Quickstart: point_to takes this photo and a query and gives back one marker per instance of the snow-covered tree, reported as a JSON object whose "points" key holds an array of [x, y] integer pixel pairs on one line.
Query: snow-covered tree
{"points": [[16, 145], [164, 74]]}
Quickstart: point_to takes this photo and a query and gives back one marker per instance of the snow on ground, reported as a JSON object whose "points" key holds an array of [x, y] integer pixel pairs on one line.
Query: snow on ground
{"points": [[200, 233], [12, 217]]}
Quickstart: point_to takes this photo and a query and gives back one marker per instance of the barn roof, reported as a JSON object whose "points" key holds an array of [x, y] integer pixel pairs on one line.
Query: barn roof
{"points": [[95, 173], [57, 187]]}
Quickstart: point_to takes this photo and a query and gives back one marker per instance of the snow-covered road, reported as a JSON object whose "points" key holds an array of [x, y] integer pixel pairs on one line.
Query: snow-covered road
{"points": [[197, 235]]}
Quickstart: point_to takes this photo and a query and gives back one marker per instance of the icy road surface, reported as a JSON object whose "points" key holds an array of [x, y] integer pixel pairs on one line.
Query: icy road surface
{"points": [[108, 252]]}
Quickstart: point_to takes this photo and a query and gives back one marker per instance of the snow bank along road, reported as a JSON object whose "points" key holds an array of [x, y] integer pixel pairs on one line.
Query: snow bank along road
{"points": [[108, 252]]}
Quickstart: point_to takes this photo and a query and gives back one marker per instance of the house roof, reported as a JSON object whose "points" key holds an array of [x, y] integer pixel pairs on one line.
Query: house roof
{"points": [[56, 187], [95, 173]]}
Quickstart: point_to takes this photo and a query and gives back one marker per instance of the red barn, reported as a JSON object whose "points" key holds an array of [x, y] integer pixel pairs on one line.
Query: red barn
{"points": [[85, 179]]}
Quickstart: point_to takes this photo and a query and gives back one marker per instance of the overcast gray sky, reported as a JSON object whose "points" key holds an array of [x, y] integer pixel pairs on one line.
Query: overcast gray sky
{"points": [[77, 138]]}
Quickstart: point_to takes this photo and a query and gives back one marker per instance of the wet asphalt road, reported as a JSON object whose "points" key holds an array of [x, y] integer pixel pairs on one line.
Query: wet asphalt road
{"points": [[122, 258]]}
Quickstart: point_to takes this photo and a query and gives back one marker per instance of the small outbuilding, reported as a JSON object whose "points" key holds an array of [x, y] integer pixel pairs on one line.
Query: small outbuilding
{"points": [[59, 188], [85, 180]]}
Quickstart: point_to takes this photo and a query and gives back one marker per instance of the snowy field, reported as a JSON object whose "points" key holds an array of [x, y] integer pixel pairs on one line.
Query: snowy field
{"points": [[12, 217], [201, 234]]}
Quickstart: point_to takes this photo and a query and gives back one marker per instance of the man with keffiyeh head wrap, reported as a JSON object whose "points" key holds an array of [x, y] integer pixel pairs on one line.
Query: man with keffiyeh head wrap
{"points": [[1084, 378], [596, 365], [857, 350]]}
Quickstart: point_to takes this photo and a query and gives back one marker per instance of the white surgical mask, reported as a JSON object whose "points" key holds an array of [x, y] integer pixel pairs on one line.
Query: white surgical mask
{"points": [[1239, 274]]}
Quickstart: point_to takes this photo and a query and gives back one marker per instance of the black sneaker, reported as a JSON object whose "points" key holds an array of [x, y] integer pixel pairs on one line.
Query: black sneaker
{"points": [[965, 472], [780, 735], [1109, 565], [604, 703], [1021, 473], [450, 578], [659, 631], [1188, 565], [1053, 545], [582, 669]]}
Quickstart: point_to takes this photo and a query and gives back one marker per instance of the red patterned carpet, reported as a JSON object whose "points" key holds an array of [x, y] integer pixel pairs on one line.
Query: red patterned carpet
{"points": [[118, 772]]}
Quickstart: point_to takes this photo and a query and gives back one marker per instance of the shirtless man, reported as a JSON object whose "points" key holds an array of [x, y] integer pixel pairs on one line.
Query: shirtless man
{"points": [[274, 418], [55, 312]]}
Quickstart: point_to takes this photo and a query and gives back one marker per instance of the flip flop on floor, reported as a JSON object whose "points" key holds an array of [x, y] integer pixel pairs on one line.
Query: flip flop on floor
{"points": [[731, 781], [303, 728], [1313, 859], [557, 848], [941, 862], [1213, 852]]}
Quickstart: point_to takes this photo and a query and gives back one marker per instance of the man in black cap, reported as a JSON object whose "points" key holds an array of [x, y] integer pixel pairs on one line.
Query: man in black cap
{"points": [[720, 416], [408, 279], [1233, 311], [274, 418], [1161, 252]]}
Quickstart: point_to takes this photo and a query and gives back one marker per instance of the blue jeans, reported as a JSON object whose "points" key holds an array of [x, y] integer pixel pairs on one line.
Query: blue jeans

◆ THE REQUEST: Output as a numbered list every line of the material from the line containing "the red patterned" through the end of the material, both ends included, leaving out blank lines.

◆ SOLUTION:
1. Quickstart: point_to takes this photo and a query and gives back one marker per instance of the red patterned carpet, reported as a JSON object whose "points" key holds an array of [x, y] integer pixel pairs on one line.
2. Query: red patterned carpet
3. {"points": [[118, 772]]}
4. Quickstart: point_to takes this photo and a query and gives back one marker per instance of the shirtless man, reported as a JSON object whose "points" key holds an array of [x, y] integer pixel pairs on one line.
5. Query: shirtless man
6. {"points": [[274, 418], [55, 312]]}
7. Quickstart: point_to takes this photo and a query and gives back one marker per instance of the flip flop on floor, reported as a JSON object whose "points" key holds an array of [x, y] integer pixel pairs on one line.
8. Query: flip flop on floor
9. {"points": [[731, 781], [303, 728], [1313, 859], [557, 848], [941, 862], [1213, 852]]}
10. Quickstart: point_to takes this photo and a query and gives back one marker per instance of the man in black cap, reported as a JSON object whose "points" key holds an array of [x, y] integer pixel pairs on one line.
11. Query: man in black cap
12. {"points": [[720, 416], [408, 279], [1233, 311], [274, 418], [1161, 252]]}
13. Quickstart: point_to takes this photo and a query and gives back one marker per instance of the blue jeans, reported as a JSON object whose "points" key holds an array of [x, y] integer pixel pairs on one line.
14. Query: blue jeans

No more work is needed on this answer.